__Exercise instructions__: Transcribe each of the records below exactly, excluding all pictures.

__Data shown__:
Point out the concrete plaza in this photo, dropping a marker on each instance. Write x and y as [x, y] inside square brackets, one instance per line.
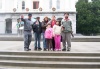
[76, 46]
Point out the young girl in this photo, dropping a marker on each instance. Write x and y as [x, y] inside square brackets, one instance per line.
[57, 35]
[48, 36]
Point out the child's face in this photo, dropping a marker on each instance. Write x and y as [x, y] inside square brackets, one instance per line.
[57, 23]
[49, 26]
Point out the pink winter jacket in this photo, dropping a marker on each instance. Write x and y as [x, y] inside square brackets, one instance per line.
[49, 33]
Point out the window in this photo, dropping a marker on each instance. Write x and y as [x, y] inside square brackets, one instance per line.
[58, 4]
[0, 4]
[23, 4]
[35, 4]
[50, 4]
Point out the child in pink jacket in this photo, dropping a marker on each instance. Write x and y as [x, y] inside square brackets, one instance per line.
[48, 36]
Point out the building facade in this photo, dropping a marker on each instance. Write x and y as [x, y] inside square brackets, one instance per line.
[11, 10]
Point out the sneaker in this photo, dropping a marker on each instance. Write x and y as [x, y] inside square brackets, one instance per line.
[68, 49]
[63, 49]
[29, 49]
[26, 49]
[35, 49]
[45, 49]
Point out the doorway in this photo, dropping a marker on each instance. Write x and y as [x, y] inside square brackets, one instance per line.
[8, 26]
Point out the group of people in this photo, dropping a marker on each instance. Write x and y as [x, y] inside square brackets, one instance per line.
[53, 31]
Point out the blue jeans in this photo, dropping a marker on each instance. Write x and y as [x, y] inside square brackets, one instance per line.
[37, 37]
[44, 41]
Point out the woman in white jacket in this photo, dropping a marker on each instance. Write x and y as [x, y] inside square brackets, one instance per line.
[57, 35]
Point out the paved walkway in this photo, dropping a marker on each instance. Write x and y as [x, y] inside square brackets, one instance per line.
[76, 46]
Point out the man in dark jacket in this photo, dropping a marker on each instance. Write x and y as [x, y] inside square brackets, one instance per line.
[37, 28]
[27, 31]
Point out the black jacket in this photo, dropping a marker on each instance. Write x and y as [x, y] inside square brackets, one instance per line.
[37, 28]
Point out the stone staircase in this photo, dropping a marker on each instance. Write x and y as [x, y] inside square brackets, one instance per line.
[49, 60]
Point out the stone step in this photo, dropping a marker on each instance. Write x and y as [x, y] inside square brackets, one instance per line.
[13, 67]
[50, 64]
[50, 58]
[49, 53]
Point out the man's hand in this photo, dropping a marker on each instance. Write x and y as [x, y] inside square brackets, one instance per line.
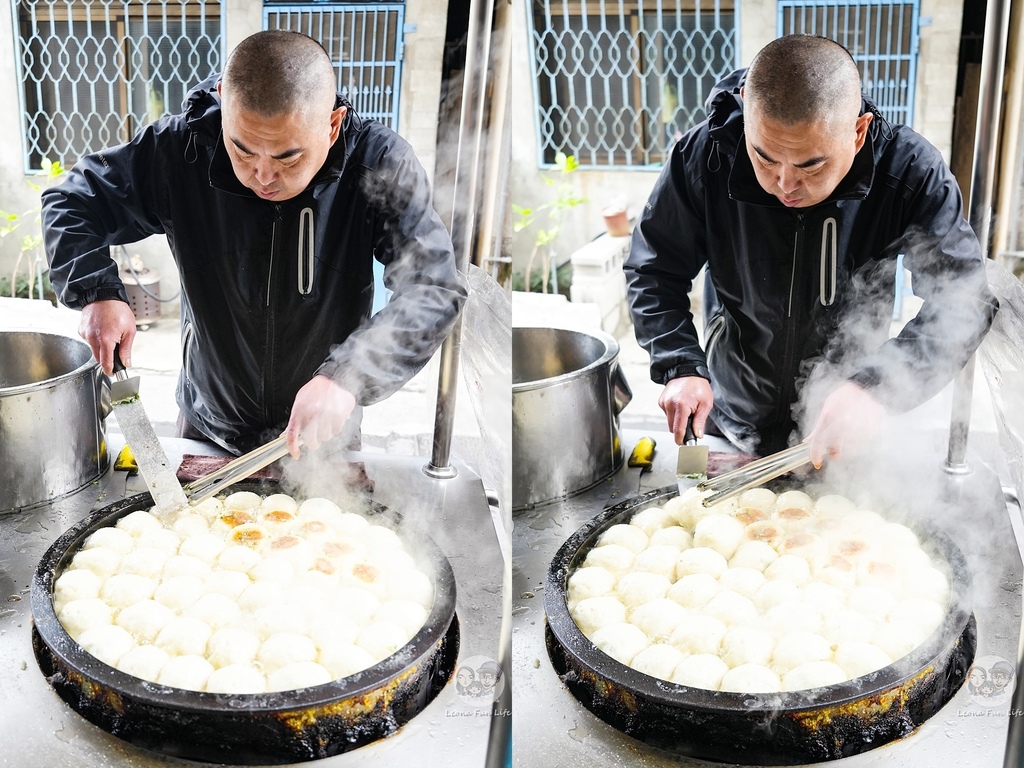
[321, 411]
[104, 324]
[688, 394]
[850, 418]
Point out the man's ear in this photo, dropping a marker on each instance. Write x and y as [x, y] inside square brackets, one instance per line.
[337, 117]
[863, 122]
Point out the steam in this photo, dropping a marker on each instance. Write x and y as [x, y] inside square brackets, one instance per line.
[899, 473]
[914, 366]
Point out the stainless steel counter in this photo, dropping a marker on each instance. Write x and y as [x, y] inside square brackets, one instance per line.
[38, 729]
[549, 721]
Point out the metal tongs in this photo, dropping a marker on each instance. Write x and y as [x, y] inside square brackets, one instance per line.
[236, 470]
[732, 483]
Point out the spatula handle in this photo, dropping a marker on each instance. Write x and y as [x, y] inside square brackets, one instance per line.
[689, 438]
[120, 372]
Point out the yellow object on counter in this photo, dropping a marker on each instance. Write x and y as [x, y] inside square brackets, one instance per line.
[126, 461]
[643, 454]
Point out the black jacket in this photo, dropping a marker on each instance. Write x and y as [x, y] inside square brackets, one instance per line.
[271, 293]
[779, 281]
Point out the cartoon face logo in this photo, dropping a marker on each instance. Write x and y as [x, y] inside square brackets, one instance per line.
[990, 681]
[464, 677]
[478, 680]
[976, 677]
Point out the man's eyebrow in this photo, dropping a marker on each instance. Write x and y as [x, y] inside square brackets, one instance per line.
[805, 164]
[284, 156]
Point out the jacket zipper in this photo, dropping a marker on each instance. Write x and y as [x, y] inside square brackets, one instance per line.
[268, 347]
[787, 375]
[793, 272]
[186, 351]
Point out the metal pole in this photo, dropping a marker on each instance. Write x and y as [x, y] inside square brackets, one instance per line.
[463, 220]
[982, 182]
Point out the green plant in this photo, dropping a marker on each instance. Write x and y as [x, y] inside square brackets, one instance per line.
[546, 221]
[36, 280]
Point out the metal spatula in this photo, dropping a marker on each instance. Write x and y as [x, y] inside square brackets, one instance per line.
[691, 466]
[153, 463]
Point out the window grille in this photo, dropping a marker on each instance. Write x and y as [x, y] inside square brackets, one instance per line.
[619, 81]
[365, 43]
[94, 72]
[882, 35]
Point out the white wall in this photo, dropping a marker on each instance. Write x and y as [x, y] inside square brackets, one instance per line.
[418, 118]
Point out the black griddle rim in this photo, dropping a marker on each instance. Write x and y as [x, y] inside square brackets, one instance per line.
[572, 641]
[53, 635]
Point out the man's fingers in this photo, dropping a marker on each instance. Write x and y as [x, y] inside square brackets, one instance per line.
[700, 418]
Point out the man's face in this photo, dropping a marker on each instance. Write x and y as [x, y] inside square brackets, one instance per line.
[278, 157]
[803, 164]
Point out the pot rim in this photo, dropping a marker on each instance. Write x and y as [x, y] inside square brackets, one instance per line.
[86, 368]
[610, 353]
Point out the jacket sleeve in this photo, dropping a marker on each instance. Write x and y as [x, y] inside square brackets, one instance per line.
[667, 252]
[107, 199]
[948, 272]
[419, 268]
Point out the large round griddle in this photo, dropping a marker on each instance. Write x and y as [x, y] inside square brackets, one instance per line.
[768, 728]
[248, 729]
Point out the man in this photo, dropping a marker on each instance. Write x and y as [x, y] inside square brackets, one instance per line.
[797, 196]
[274, 197]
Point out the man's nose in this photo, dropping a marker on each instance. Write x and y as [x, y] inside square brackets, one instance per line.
[787, 181]
[265, 173]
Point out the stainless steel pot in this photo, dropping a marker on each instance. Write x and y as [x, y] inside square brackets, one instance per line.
[567, 391]
[52, 404]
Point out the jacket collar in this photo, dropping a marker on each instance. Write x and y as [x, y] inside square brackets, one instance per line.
[202, 114]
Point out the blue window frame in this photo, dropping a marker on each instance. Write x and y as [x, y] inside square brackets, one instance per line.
[616, 82]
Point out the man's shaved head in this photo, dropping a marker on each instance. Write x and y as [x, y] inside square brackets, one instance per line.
[278, 114]
[276, 72]
[803, 79]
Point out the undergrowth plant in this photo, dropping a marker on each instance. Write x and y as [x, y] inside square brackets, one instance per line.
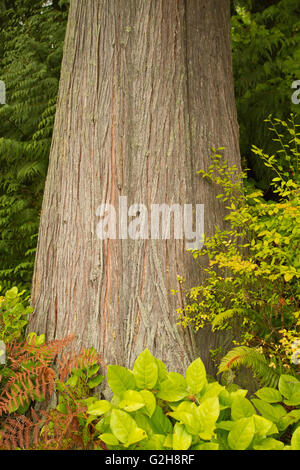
[153, 409]
[252, 281]
[33, 374]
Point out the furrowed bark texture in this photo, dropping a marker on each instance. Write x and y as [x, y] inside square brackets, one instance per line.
[146, 89]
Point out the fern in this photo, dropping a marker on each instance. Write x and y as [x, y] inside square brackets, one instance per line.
[253, 359]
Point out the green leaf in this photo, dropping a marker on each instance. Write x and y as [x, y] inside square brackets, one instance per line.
[181, 438]
[92, 370]
[162, 370]
[120, 379]
[174, 388]
[295, 441]
[269, 394]
[206, 446]
[150, 402]
[125, 428]
[269, 444]
[196, 376]
[208, 413]
[12, 293]
[95, 381]
[241, 434]
[288, 419]
[160, 423]
[72, 381]
[99, 407]
[187, 414]
[263, 426]
[109, 439]
[272, 412]
[288, 385]
[241, 408]
[131, 401]
[145, 370]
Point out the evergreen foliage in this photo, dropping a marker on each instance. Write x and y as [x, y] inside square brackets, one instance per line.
[32, 34]
[266, 58]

__Response__:
Point out the concrete plaza in this photo, dropping a marker on each instance. Write x and y as [x, y] inside square brackets, one instance per line.
[76, 46]
Point out the young girl in this photo, dropping a marker on each instance. Write x and y as [x, y] inside square brackets, one instance per line.
[57, 35]
[48, 36]
Point out the child's face in this photo, dropping a marker on each instance. Write x and y as [x, y] inside square brackets, one instance per line.
[57, 23]
[49, 26]
Point out the pink winter jacket in this photo, dropping a marker on each instance. Write x and y as [x, y] inside square brackets, one instance per line.
[49, 33]
Point out the window in this photo, dropping a marker on each instance. Write x and y as [x, y] inside square brackets, one instance per line.
[58, 4]
[0, 4]
[23, 4]
[35, 4]
[50, 4]
Point out the child in pink jacket in this photo, dropping a marker on each instance. Write x and y as [x, y] inside square brackets, one instance per line.
[48, 36]
Point out the building facade in this photo, dropping a marker on each instance. Write x and y as [x, y] inside square brackets, one instance per line.
[11, 10]
Point out the sneaker in this photo, dropping a marker on each instance. Write x and y as [x, y] inside square brackets, one instance per line.
[68, 49]
[63, 49]
[29, 49]
[26, 49]
[35, 49]
[45, 49]
Point out the doorway in this photo, dropping a marker on each instance. Write x and y as [x, y] inside square brackets, one instance per line.
[8, 26]
Point out the group of people in this photo, dropping a marker on each instance. Write x and y as [x, y] inside square brackets, one instance per line.
[53, 31]
Point out the blue jeans in this photo, dropping a marker on each instance. Write x and y as [x, y] inside square brackets, one instance per line.
[37, 37]
[44, 41]
Point out the woman in white jacket in this photo, dropping a marker on each instance. Write x and y as [x, y] inside square brackets, one instance per line.
[57, 35]
Point out the paved walkway in this photo, dropping a marker on each instance. Write x and y as [x, y] inside square brackets, one instance per line.
[76, 46]
Point out the man in dark jacket in this photo, dropping a marker on each instance. Write x and y as [x, y] inside square brackets, one instance per line.
[37, 28]
[27, 31]
Point out the black jacket in this photo, dropping a marker on each instance. Write x and y as [x, y] inside square brackets, one instance per line.
[37, 28]
Point out the stone staircase in this photo, dropping a marker on each instance. Write x and y as [x, y] inside square brackets, one instance per line.
[49, 60]
Point out the stone step in this photo, dropping a marker on each instance. Write x and y as [x, y] inside square brackets, one instance per line.
[13, 67]
[50, 64]
[50, 58]
[49, 53]
Point out the man's hand in this photo, dropping a marker on each instance. Write x and y as [x, y] inside square brackets, one instance per line.
[321, 411]
[104, 324]
[688, 394]
[850, 418]
Point out the man's ear in this photo, dropping a marker on each instance. Write x and y as [x, y] inside square brackets, one instance per line.
[337, 117]
[863, 122]
Point out the steam in this photo, dropping a marker on each instance. Write x and y as [x, y] inside square brackets, one instance per line.
[899, 473]
[914, 366]
Point out the stainless steel counter in this photo, dropping a marker on each instance. Write x and y as [x, y] inside square brackets, one instance per line.
[38, 729]
[549, 721]
Point out the metal tongs in this photo, dropping a marker on each instance. Write x and y as [x, y] inside square brackets, one instance per line.
[236, 470]
[732, 483]
Point out the spatula handle in this photo, dropping a marker on each instance. Write x and y as [x, y] inside square brackets, one instance per line.
[689, 438]
[120, 372]
Point out the yellow object on counter in this photo, dropping a marker on each instance. Write x and y as [x, y] inside square brackets, one instance per line.
[126, 461]
[643, 454]
Point out the black jacket in this photo, dropping a marker on each instance. Write x and y as [x, y] inside square brackets, one instance per line.
[271, 293]
[779, 281]
Point out the cartoon face logo in this photo, dropping a marker on each instance. Write x and y as [x, y] inside square brackets, one instance per line.
[990, 681]
[464, 677]
[478, 680]
[976, 677]
Point out the man's eyebrow in this photo, dropping a marker on each instance. Write x and y as [x, y] inside square brackets, one instance per line.
[805, 164]
[284, 156]
Point out the jacket zipper in this photo, dropping a marker on each instance. Write x and y as [x, y] inside square brackets, one instance per line.
[268, 347]
[787, 375]
[793, 272]
[186, 351]
Point out the metal pole in this photo, dropping a marker on each instance. Write x and y as [x, y] inside square brackets, one instance per line.
[463, 220]
[982, 182]
Point out the green plant in this photo, dropping a marker on each instance. Write x and y as [x, y] inside square brackets, one instance per line.
[546, 221]
[36, 280]
Point out the metal spatula in this photo, dropping a marker on each instance. Write x and y as [x, y] inside square brackets, one instance per line.
[691, 466]
[153, 463]
Point out the window grille in this photo, dropping a marker on each instance. Write x and y as [x, y] inside square brackets, one instance per line.
[619, 81]
[365, 43]
[94, 72]
[882, 35]
Point out the white wall in this photo, dropping a marker on each instance. Write x and y as [x, y] inside square brackets, one instance per line.
[418, 118]
Point out the black griddle rim in this photo, dropping a marker on each instance. Write x and y as [x, y] inside square brackets, one instance per line.
[572, 641]
[53, 635]
Point out the man's fingers in this photo, dropping a marker on each instance. Write x and y as [x, y] inside square brackets, one instance per line.
[700, 418]
Point out the man's face in this photo, dropping a marker on each instance. Write x and y as [x, y] inside square brackets, one instance per line.
[278, 157]
[803, 164]
Point out the pot rim in this photo, dropping a marker on each instance. Write x and y as [x, y] inside square brackets, one instance per line.
[86, 368]
[610, 353]
Point out the jacket sleeve in this photo, dropping a marker on each instance. Write x and y as [x, y] inside square brackets, one instance per line.
[667, 252]
[107, 199]
[948, 272]
[419, 268]
Point out the large round griddle in this photo, dropping a marker on each instance. Write x and y as [x, y] inside square brackets, one instance per line.
[768, 728]
[248, 729]
Point out the man in this photo, dropping a marker on each instance. Write x and y as [x, y] inside square brackets, one instance per line.
[797, 196]
[274, 197]
Point out the man's nose in this photo, dropping a marker on each instance. Write x and y as [x, y] inside square brackets, one instance per line.
[787, 181]
[265, 173]
Point out the stainless steel pot in this photo, dropping a marker on each instance. Write x and y as [x, y] inside square brackets, one instance per line.
[567, 391]
[52, 404]
Point out the jacket collar in this photo, dropping a marker on each instance. Write x and y as [x, y] inside square brackets, one instance per line.
[202, 114]
Point out the blue window frame in this photo, dropping a marker on each instance. Write x and y as [x, y] inside square brackets, one instance per line.
[616, 82]
Point out the man's shaved head in this photo, dropping a marker on each instance. Write x and y as [x, y] inside square brackets, one instance per line.
[278, 114]
[276, 72]
[803, 79]
Point out the undergrowth plant in this photo, dropping a marker on each instance. Write x and y as [x, y] inside square brackets, one instance per line.
[153, 409]
[252, 281]
[33, 374]
Point out the furrowed bark texture in this photo, dropping a marker on each instance. Write x and y as [x, y] inside square brackets, one instance per line.
[146, 89]
Point out the fern in this photo, dropping a marker on each instance. Write x and y as [x, y] inside square brackets, one instance per line.
[253, 359]
Point out the green leaf in this photo, dropping a marker on each instance. Write x and y as [x, y] inside square brackets, one instance per line.
[181, 438]
[92, 370]
[162, 370]
[120, 379]
[174, 388]
[295, 441]
[269, 394]
[206, 446]
[150, 402]
[125, 428]
[269, 444]
[196, 376]
[208, 413]
[12, 293]
[95, 381]
[241, 434]
[288, 419]
[160, 423]
[72, 381]
[99, 407]
[187, 414]
[263, 426]
[109, 439]
[272, 412]
[288, 385]
[241, 408]
[131, 401]
[145, 370]
Point out the evergreen foliage in this photo, dropping a marker on each instance. Write x and y as [x, y] inside square brackets, one instance per line.
[32, 34]
[266, 58]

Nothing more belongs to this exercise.